> _EXERCISE_:
Copy exactly, no pictures: every line from the one that contains "girl's ponytail -> point" through the end of the entries below.

> _DATA FOR ANALYSIS_:

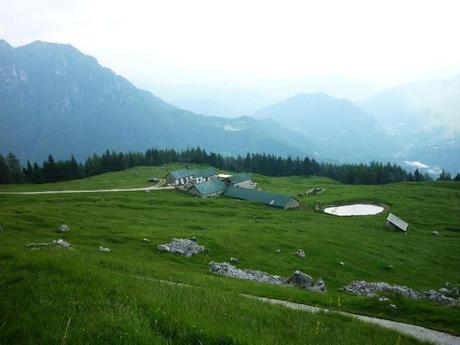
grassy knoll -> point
(109, 303)
(130, 178)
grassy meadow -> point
(113, 298)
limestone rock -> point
(181, 246)
(300, 253)
(63, 228)
(301, 280)
(62, 243)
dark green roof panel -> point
(178, 174)
(271, 199)
(209, 187)
(239, 178)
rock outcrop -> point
(445, 295)
(181, 246)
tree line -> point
(53, 170)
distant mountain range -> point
(423, 119)
(54, 99)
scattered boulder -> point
(163, 248)
(300, 279)
(300, 253)
(62, 243)
(37, 245)
(234, 261)
(63, 228)
(181, 246)
(319, 286)
(104, 249)
(228, 270)
(443, 296)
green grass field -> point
(112, 298)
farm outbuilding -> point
(396, 223)
(271, 199)
(180, 177)
(185, 176)
(209, 188)
(205, 175)
(241, 180)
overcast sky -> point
(179, 41)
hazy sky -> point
(383, 41)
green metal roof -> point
(178, 174)
(239, 178)
(271, 199)
(205, 172)
(209, 187)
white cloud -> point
(385, 40)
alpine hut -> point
(271, 199)
(209, 188)
(241, 180)
(180, 177)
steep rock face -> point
(54, 99)
(336, 127)
(424, 119)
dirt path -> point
(418, 332)
(140, 189)
(421, 333)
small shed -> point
(240, 180)
(205, 174)
(271, 199)
(396, 223)
(180, 177)
(209, 188)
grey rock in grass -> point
(300, 253)
(300, 279)
(181, 246)
(228, 270)
(319, 286)
(442, 296)
(62, 243)
(163, 248)
(234, 261)
(63, 228)
(37, 245)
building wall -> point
(244, 184)
(292, 203)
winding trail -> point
(418, 332)
(72, 191)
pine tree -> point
(14, 166)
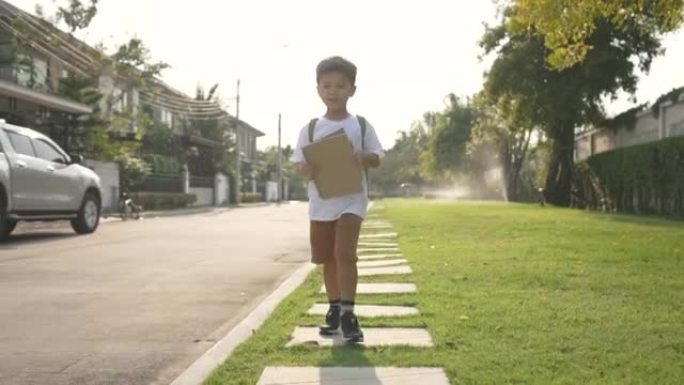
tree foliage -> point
(401, 163)
(76, 15)
(449, 131)
(567, 26)
(559, 101)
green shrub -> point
(643, 179)
(251, 197)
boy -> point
(336, 222)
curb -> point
(203, 366)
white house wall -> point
(646, 129)
(675, 119)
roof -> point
(47, 100)
(232, 120)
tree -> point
(401, 163)
(567, 26)
(449, 131)
(558, 101)
(500, 127)
(218, 154)
(76, 15)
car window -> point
(21, 143)
(45, 150)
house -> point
(649, 125)
(37, 59)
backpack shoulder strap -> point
(312, 127)
(362, 123)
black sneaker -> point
(350, 327)
(332, 322)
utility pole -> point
(238, 166)
(280, 163)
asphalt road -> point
(138, 301)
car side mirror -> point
(76, 159)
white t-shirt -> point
(331, 209)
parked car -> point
(41, 182)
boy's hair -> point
(336, 64)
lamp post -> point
(280, 163)
(238, 163)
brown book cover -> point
(337, 173)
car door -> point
(26, 175)
(61, 181)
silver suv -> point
(39, 181)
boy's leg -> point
(322, 238)
(347, 230)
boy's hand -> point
(366, 159)
(306, 169)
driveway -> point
(138, 301)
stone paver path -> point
(352, 376)
(371, 337)
(383, 262)
(379, 256)
(378, 235)
(376, 258)
(378, 244)
(389, 270)
(377, 250)
(369, 310)
(383, 288)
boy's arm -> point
(367, 159)
(306, 169)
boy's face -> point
(335, 89)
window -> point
(21, 143)
(45, 150)
(119, 99)
(32, 72)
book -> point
(337, 174)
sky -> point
(410, 55)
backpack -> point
(362, 124)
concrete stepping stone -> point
(274, 375)
(376, 221)
(384, 262)
(388, 270)
(371, 337)
(382, 288)
(378, 235)
(378, 256)
(369, 310)
(376, 226)
(378, 244)
(377, 249)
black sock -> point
(347, 306)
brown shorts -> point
(335, 239)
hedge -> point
(643, 179)
(162, 201)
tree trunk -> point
(559, 177)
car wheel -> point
(6, 226)
(88, 215)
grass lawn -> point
(511, 294)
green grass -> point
(512, 294)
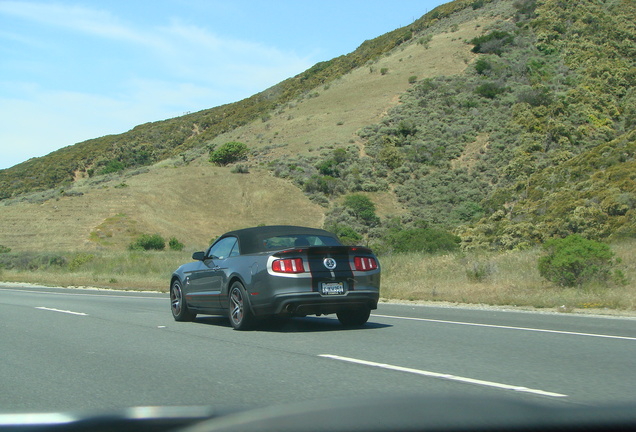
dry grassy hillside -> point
(193, 204)
(198, 201)
(332, 114)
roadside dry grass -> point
(507, 279)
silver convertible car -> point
(277, 271)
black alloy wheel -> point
(179, 308)
(239, 311)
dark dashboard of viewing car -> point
(390, 413)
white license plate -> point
(332, 288)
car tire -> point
(239, 311)
(354, 317)
(178, 305)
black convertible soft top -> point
(251, 240)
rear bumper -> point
(313, 303)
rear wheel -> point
(179, 308)
(239, 313)
(354, 317)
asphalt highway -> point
(77, 349)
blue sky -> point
(75, 70)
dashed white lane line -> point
(509, 327)
(444, 376)
(62, 311)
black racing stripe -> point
(320, 273)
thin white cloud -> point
(172, 68)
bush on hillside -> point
(229, 152)
(175, 244)
(362, 208)
(148, 242)
(573, 261)
(428, 240)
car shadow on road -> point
(293, 325)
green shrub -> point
(80, 259)
(573, 261)
(112, 167)
(346, 234)
(148, 242)
(229, 152)
(430, 240)
(362, 208)
(175, 244)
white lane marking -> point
(62, 311)
(509, 327)
(445, 376)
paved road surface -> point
(65, 349)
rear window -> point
(301, 240)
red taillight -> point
(289, 265)
(365, 263)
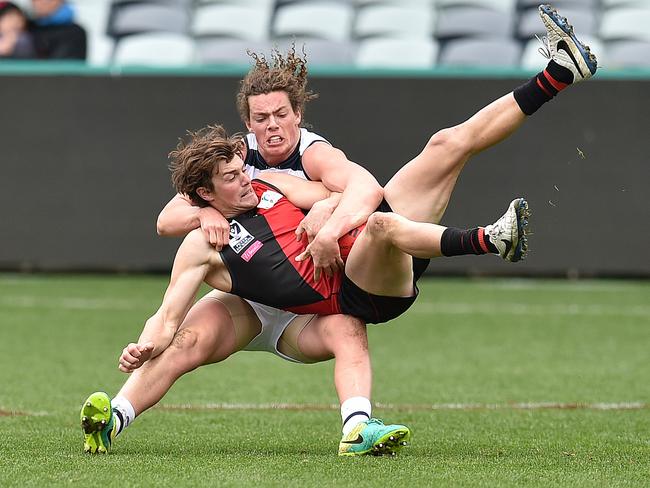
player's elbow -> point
(381, 225)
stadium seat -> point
(325, 20)
(584, 21)
(480, 52)
(230, 20)
(627, 54)
(92, 15)
(606, 4)
(560, 5)
(625, 23)
(321, 52)
(393, 20)
(396, 53)
(499, 5)
(134, 18)
(227, 51)
(155, 49)
(473, 21)
(532, 59)
(397, 3)
(247, 3)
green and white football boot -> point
(97, 423)
(374, 438)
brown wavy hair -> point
(196, 159)
(287, 73)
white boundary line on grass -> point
(416, 407)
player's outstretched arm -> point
(180, 216)
(192, 263)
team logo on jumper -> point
(268, 199)
(239, 237)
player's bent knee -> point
(453, 141)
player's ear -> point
(205, 194)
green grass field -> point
(504, 383)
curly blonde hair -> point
(286, 73)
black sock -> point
(542, 87)
(457, 242)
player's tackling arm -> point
(361, 195)
(191, 264)
(302, 193)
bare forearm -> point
(356, 203)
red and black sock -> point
(457, 242)
(543, 87)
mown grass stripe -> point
(415, 407)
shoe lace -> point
(545, 49)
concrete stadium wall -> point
(84, 165)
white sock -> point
(124, 413)
(353, 411)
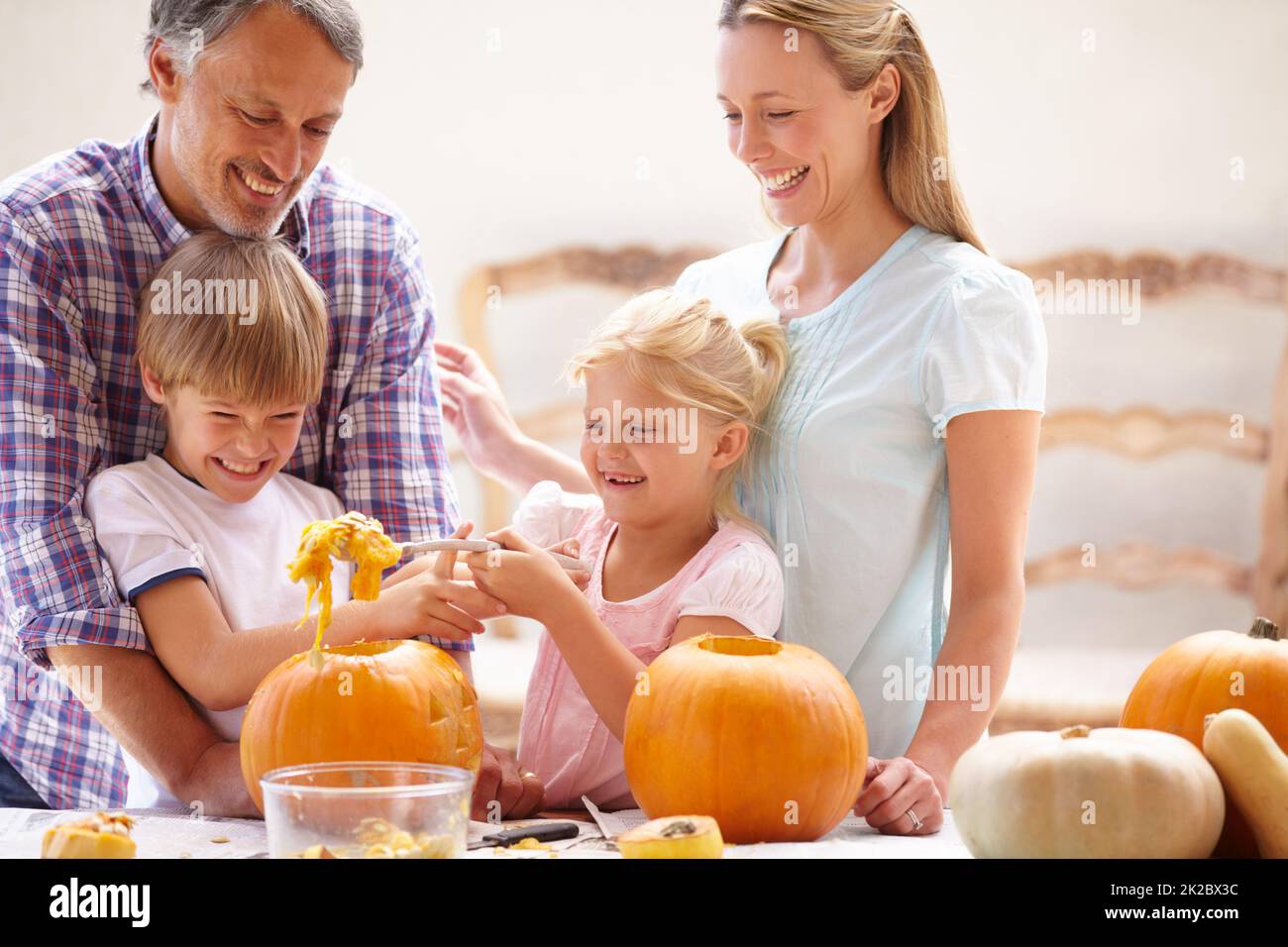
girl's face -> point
(653, 462)
(231, 449)
(811, 145)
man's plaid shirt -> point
(80, 235)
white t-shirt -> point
(155, 525)
(853, 486)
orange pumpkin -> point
(765, 737)
(1206, 674)
(402, 701)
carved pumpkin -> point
(400, 701)
(765, 737)
(1083, 792)
(1206, 674)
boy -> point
(232, 338)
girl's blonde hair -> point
(688, 351)
(861, 37)
(235, 317)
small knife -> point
(542, 831)
(480, 547)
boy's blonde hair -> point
(688, 351)
(235, 317)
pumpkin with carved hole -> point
(765, 737)
(402, 701)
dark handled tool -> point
(542, 831)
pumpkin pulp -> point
(352, 536)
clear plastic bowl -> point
(368, 810)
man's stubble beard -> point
(210, 188)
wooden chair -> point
(1141, 433)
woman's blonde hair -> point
(688, 351)
(235, 317)
(861, 37)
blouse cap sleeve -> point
(987, 350)
(548, 514)
(746, 585)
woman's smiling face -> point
(806, 138)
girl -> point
(674, 394)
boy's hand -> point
(526, 578)
(430, 603)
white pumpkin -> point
(1082, 792)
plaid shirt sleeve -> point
(389, 460)
(54, 586)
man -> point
(250, 90)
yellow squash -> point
(101, 835)
(1254, 774)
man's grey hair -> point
(188, 26)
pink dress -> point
(561, 736)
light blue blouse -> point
(850, 479)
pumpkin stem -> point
(1263, 628)
(679, 827)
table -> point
(168, 834)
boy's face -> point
(231, 449)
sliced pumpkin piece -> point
(101, 835)
(674, 836)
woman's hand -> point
(476, 407)
(892, 789)
(526, 578)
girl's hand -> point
(429, 602)
(476, 407)
(892, 789)
(526, 578)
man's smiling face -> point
(244, 132)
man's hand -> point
(502, 791)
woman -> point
(910, 416)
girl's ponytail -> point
(768, 341)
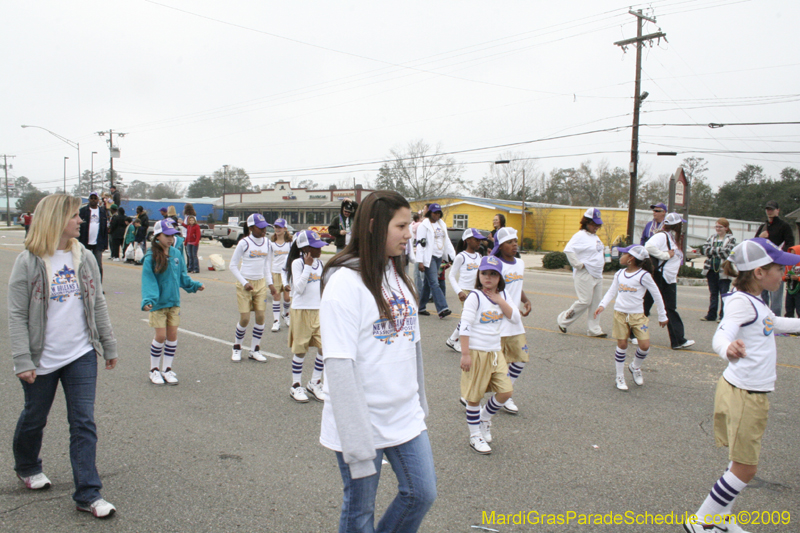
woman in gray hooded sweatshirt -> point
(58, 323)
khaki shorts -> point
(277, 280)
(637, 323)
(304, 330)
(515, 348)
(488, 373)
(168, 316)
(255, 300)
(740, 418)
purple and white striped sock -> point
(491, 407)
(720, 500)
(318, 368)
(639, 359)
(474, 419)
(297, 368)
(258, 331)
(514, 370)
(619, 360)
(156, 349)
(241, 331)
(170, 347)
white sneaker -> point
(99, 508)
(155, 377)
(486, 430)
(255, 355)
(170, 377)
(298, 394)
(315, 390)
(479, 444)
(637, 375)
(510, 407)
(35, 482)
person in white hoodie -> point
(585, 254)
(433, 248)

> _TASK ANSWER_:
girl's ponytail -> point
(768, 341)
woman in gray hooded sweatshirt -> point
(58, 323)
khaki shorts -> point
(277, 280)
(637, 323)
(304, 330)
(515, 348)
(488, 373)
(168, 316)
(255, 300)
(740, 418)
purple and white striped sock -> point
(491, 407)
(720, 500)
(318, 368)
(639, 359)
(474, 419)
(297, 368)
(258, 331)
(514, 370)
(619, 360)
(156, 349)
(241, 331)
(170, 347)
white sneaker -> point
(99, 508)
(155, 377)
(486, 430)
(255, 355)
(170, 377)
(298, 394)
(315, 390)
(479, 444)
(637, 375)
(510, 407)
(35, 482)
person in white hoodie -> point
(585, 254)
(433, 248)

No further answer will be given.